TEXT SECTION —
China is a tough country to comprehend – even for most Chinese. But much of what makes China enigmatic – its long history, vast and varied territory, huge and diverse population, complex politics, and massive, dynamic economy – also makes understanding the country important. For better or worse, what happens in China affects everyone.
Western observers tend to struggle the most in deciphering China. As Dutch sinologist Hans Kuijper put it, “There is something fundamentally amiss in Western Sinology: ‘China experts’ either pretend to be knowledgeable about everything related to China, in which case they cannot be taken seriously, or – eventually – admit not to be scientific all-rounders with respect to the country, in which case they cannot be called ‘China experts.’”
There are obvious reasons why Westerners have such a hard time understanding China. For starters, China has a very long history as a continental agricultural civilization, with a strong central government and unified political, social, and economic systems.
This differs sharply from the geographic fragmentation and political competition historically seen in the West – the birthplace of the modern nation-state and market capitalism. This historical divergence helps to explain why today’s China achieves some objectives, such as large-scale infrastructure construction, much more efficiently than the West, but is far slower in achieving others, such as building democracy.
But there is not a clear-cut division between Chinese central planning and Western democratic capitalism. For example, communist China can be more “capitalist,” in terms of raw market behavior, than Western countries. In fact, two-thirds of its “state-run” economy is now privately operated. Yet it did not achieve this with Western-style “privatization.”
China challenges traditional Western frameworks, with a policymaking approach that is long-term, pragmatic, and contextual. Influenced by ancient Chinese philosophy, policymakers engage in complex systems thinking. They know that systems are never static, and thus cannot be adequately governed by rigid rules and procedures. To enable continuous reform and adaptive policymaking – essential to the stability, functioning, and development of complex systems – flexible relational principles are often far more useful.
Technology has aided in this process of adaptation, by helping to overcome coordination and communication problems. The WeChat app, for example, links complex networks and organizations, thereby facilitating just-in-time delivery of huge and complex projects.
Another notable characteristic of Chinese policymaking is the tendency to emphasize collective survival over individual interests. Unlike the United States, for example, China has extensive experience with systemic decay and collapse. Its leaders are well aware of the instability this can cause – and how difficult it is to rebuild. They are thus committed to preserving, developing, and fortifying existing systems, even if it means imposing short-term costs on individuals.
But here, too, we run the risk of reductionist thinking. Ostensibly, China’s approach can be compared to those of other countries using a two-by-two matrix, comprising MeMe and WeWe mindsets. The US – especially under former President Donald Trump – has long epitomized the MeMe approach, in which the collective good takes a backseat to individual rights and freedoms.

INSTRUCTIONS —
1. Copy the passage on understanding China from "There are obvious" to "as building democracy.".
2. According to the passage on understanding China, what share of China's "state-run" economy is now privately operated?
3. Pick up the passage on understanding China after its final sentence and carry it forward.

[Region pointing data]
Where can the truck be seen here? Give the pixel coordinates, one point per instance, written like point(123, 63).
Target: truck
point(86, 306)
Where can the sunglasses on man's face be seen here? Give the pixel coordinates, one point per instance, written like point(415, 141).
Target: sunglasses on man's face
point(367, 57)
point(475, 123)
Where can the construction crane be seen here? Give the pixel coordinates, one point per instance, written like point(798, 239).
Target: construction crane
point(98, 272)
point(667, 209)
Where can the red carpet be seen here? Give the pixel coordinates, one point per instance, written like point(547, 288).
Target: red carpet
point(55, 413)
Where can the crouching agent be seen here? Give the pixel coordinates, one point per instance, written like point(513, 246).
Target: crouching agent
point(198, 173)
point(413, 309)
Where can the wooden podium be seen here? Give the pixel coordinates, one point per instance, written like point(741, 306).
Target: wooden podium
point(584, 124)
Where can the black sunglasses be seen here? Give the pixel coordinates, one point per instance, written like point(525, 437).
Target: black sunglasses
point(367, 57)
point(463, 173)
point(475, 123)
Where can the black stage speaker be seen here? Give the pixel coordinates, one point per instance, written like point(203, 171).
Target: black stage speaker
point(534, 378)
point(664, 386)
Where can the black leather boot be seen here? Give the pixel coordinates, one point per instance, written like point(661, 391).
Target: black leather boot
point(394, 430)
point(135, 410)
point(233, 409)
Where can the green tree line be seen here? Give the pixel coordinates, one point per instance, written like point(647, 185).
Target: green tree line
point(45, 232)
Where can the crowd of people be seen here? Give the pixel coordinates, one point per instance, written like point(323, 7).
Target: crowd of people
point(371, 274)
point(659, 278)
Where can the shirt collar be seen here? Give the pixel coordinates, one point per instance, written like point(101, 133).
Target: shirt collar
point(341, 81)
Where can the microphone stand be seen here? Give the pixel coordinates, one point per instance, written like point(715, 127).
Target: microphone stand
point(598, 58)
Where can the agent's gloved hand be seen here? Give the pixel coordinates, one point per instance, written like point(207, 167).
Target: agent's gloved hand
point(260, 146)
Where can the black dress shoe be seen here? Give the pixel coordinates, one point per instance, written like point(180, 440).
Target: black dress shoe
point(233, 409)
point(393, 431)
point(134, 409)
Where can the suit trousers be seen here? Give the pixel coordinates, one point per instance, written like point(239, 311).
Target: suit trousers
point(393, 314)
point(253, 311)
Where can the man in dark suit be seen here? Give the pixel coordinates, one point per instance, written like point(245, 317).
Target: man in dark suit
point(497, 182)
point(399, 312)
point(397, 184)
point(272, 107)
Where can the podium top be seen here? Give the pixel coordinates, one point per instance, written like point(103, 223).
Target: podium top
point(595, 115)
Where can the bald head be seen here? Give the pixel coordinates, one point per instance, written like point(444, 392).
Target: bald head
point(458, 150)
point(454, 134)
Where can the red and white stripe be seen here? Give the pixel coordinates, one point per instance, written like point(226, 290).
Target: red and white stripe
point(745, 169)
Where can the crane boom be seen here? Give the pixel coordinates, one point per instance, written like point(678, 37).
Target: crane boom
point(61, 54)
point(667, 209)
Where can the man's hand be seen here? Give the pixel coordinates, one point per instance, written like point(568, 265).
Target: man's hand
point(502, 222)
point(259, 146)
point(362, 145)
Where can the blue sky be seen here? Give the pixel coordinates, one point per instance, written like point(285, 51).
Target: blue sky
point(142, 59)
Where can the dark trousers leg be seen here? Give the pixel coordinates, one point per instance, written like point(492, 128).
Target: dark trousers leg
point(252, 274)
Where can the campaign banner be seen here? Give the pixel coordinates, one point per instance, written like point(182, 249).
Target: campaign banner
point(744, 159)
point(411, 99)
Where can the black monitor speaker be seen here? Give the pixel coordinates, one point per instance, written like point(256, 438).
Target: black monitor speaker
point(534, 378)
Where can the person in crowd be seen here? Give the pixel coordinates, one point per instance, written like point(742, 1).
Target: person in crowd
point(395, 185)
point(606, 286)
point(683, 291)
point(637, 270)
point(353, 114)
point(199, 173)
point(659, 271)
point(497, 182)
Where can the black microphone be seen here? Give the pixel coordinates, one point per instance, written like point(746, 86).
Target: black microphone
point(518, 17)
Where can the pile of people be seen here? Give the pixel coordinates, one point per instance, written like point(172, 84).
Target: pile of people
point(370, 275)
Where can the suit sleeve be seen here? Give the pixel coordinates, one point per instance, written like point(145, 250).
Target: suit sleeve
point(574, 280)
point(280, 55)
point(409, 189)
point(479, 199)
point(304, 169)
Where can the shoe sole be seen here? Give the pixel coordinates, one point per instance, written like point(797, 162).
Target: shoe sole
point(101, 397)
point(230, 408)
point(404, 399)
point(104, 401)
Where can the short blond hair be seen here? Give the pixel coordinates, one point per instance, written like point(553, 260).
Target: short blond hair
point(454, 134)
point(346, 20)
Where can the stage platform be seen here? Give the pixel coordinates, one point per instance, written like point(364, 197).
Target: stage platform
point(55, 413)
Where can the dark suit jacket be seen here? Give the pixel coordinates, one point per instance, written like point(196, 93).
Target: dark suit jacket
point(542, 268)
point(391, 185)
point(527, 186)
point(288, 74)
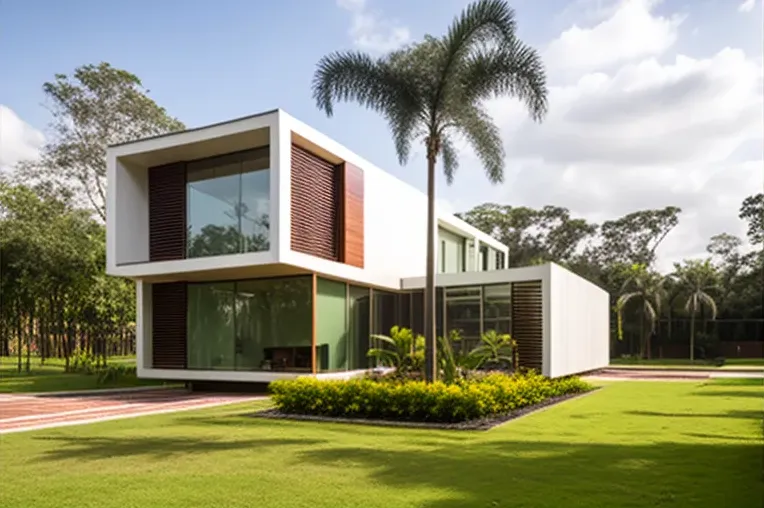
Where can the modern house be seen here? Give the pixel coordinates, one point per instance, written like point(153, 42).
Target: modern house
point(261, 249)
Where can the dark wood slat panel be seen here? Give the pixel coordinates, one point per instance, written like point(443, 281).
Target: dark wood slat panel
point(167, 212)
point(315, 205)
point(168, 325)
point(527, 323)
point(352, 239)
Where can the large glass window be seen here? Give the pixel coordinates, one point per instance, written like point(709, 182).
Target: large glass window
point(211, 326)
point(262, 324)
point(497, 308)
point(359, 327)
point(463, 313)
point(228, 204)
point(332, 342)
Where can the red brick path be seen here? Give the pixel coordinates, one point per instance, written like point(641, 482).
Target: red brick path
point(25, 412)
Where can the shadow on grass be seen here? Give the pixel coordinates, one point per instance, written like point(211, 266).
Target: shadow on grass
point(722, 437)
point(732, 393)
point(754, 415)
point(245, 419)
point(95, 448)
point(556, 474)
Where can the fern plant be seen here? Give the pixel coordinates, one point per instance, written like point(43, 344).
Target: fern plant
point(495, 350)
point(401, 350)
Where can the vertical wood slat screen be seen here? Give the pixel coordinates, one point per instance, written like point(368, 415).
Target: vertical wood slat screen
point(168, 325)
point(352, 238)
point(167, 212)
point(315, 205)
point(527, 319)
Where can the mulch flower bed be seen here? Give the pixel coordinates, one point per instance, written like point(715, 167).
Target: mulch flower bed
point(479, 424)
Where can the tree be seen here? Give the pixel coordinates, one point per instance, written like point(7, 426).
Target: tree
point(696, 278)
point(434, 91)
point(548, 234)
point(97, 106)
point(752, 211)
point(635, 237)
point(646, 287)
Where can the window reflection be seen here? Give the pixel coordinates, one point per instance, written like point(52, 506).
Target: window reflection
point(463, 313)
point(497, 308)
point(251, 325)
point(228, 204)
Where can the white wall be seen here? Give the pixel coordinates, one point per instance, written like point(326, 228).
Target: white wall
point(579, 321)
point(395, 221)
point(127, 212)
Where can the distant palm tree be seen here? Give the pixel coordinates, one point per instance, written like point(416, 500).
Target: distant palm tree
point(434, 91)
point(647, 288)
point(696, 278)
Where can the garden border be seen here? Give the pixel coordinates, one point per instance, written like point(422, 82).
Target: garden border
point(478, 424)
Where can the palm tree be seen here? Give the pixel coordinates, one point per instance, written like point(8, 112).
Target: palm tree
point(696, 278)
point(434, 91)
point(647, 288)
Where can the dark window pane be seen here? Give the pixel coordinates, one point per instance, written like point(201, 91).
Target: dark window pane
point(358, 327)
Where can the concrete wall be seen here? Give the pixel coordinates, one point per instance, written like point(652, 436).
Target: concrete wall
point(579, 324)
point(395, 218)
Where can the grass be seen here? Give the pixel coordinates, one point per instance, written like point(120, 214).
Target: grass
point(630, 445)
point(52, 378)
point(684, 363)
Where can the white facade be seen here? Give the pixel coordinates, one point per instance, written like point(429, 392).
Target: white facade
point(389, 205)
point(575, 314)
point(575, 322)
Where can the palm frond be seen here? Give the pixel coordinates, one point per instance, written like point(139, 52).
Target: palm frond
point(513, 68)
point(481, 132)
point(651, 313)
point(626, 298)
point(374, 84)
point(710, 303)
point(479, 23)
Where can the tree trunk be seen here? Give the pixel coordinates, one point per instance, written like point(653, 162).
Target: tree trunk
point(18, 332)
point(30, 337)
point(431, 363)
point(692, 336)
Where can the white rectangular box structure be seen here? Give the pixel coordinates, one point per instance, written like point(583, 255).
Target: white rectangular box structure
point(262, 250)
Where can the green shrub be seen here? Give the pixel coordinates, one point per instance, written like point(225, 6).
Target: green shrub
point(465, 399)
point(82, 362)
point(113, 373)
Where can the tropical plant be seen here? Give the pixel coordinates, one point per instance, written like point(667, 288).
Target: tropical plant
point(697, 278)
point(646, 287)
point(453, 360)
point(434, 91)
point(402, 350)
point(494, 350)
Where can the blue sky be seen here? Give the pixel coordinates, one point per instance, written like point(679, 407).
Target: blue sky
point(210, 61)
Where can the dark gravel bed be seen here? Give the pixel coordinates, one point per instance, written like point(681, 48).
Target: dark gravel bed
point(479, 424)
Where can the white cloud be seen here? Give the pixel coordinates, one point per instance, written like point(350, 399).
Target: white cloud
point(18, 140)
point(370, 31)
point(645, 133)
point(747, 6)
point(631, 32)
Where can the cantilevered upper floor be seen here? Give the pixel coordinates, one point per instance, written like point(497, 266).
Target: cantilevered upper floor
point(266, 195)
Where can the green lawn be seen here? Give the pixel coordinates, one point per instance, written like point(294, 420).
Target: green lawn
point(52, 378)
point(631, 444)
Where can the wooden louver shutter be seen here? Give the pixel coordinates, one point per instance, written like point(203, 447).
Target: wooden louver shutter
point(527, 319)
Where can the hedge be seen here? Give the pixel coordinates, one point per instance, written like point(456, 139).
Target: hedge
point(491, 395)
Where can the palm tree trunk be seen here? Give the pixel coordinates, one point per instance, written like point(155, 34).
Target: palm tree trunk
point(692, 336)
point(429, 287)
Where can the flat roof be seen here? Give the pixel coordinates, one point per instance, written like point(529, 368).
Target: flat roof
point(201, 127)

ANSWERS BY TASK —
1.
There are obvious reasons why Westerners have such a hard time understanding China. For starters, China has a very long history as a continental agricultural civilization, with a strong central government and unified political, social, and economic systems.
This differs sharply from the geographic fragmentation and political competition historically seen in the West – the birthplace of the modern nation-state and market capitalism. This historical divergence helps to explain why today’s China achieves some objectives, such as large-scale infrastructure construction, much more efficiently than the West, but is far slower in achieving others, such as building democracy.

2. Two-thirds.

3.
But, if its COVID-19 strategy is any indication, the Biden administration may be set to push the US toward a MeWe approach – still emphasizing individual rights, but with an eye for the collective good – though it will undoubtedly face stiff resistance. Europe’s social democracies are the poster child for this category.
Asian countries, for their part, mostly fall into the WeMe category, placing the collective first, but still stressing individual rights. China’s emphasis on collective welfare, however, is strong enough to place the country – along with Cuba – in the WeWe camp. Nonetheless, demands for individual rights are growing louder in both countries.
Clearly, deepening international integration has enabled external forces to influence Chinese thinking, just as China increasingly shapes the rest of the world. Unfortunately, such dynamic feedback loops are often treated as a zero-sum game, with countries not only clinging to familiar approaches and perspectives, but also trying to impose their ways on others.
With his plan to build a concert of democracies to contain China as part of an “extreme competition” between the two powers, that is precisely what Biden is poised to do. This will leave everyone worse off. After all, as the COVID-19 pandemic has highlighted, global cooperation is vital to tackle transnational challenges, including terrorism, migration, inequality, and climate change. If countries pick fights with one another, those challenges will only grow.
For now, China is getting its own house in order, such as by implementing its “dual-circulation strategy,” which aims to boost China’s supply-chain and market resiliency through increased reliance on “internal circulation.” But that strategy does not preclude cooperation. On the contrary, China welcomes greater cooperation on shared challenges, as long as that doesn’t mean compromising on its fundamental beliefs or systems.
When the West is ready to cooperate – without attempting to force China to cross red lines such as regime change – devising a new global social contract will be essential. This means, for starters, reforming the multilateral institutions, such as the United Nations, the International Monetary Fund, the World Bank, the World Trade Organization, and the World Health Organization.
By involving all stakeholders, this process can foster the development of a shared narrative, with each country pinpointing its role within the global collective. In such a scenario, the US and China would do their part to protect the global commons, rather than competing for global dominance.